Required task A ▸
According to the fiber optics passage, how many times thinner than a strand of hair are the optical fibers?

Provided passage ▸
--- start ---

Researchers at the Femto-ST Institute (CNRS/UFC/UTBM/ENSMM)1, working in collaboration with colleagues from the Charles Fabry Laboratory (CNRS/Institut d'Optique Graduate School), have just discovered a new type of light diffusion in tiny optical fibers 50 times thinner than a strand of hair! This phenomenon, which varies according to the fiber's environment, could be used to develop sensors that are innovative and highly sensitive. The work is published in the journal Nature Communications on October 24, 2014.

--- end ---

Required task B ▸
Present each non-blank line of the records below as a row in a Markdown table with the columns Row and Line. Leave any pictures out of the table.

Data rows ▸
--- start ---

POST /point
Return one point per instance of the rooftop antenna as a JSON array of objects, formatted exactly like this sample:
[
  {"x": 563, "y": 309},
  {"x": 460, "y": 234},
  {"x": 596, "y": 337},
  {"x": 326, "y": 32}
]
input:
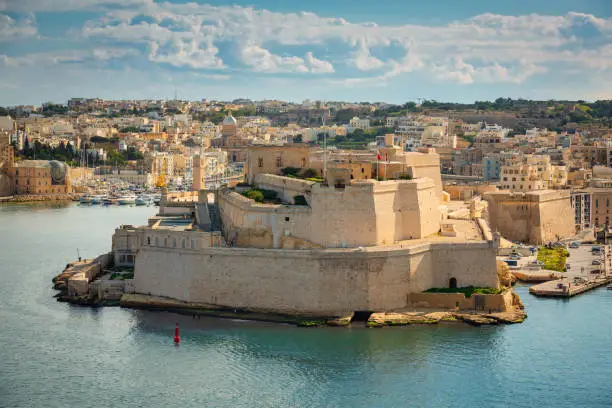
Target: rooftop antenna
[{"x": 324, "y": 153}]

--- end ---

Worked solution A ▸
They are 50 times thinner than a strand of hair.

Worked solution B ▸
| Row | Line |
|---|---|
| 1 | POST /point |
| 2 | Return one point per instance of the rooftop antenna as a JSON array of objects, formatted exactly like this sample: |
| 3 | [ |
| 4 |   {"x": 563, "y": 309}, |
| 5 |   {"x": 460, "y": 234}, |
| 6 |   {"x": 596, "y": 337}, |
| 7 |   {"x": 326, "y": 32} |
| 8 | ] |
| 9 | input: |
| 10 | Target: rooftop antenna |
| 11 | [{"x": 324, "y": 153}] |